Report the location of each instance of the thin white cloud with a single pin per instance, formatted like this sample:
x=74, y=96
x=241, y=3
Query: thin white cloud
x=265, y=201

══════════════════════════════

**Task description**
Print all of the data exactly as it stands above.

**Output for this exercise**
Report the location of each instance of the thin white cloud with a single pin per instance, formatted like this sample:
x=74, y=96
x=241, y=3
Query: thin white cloud
x=265, y=201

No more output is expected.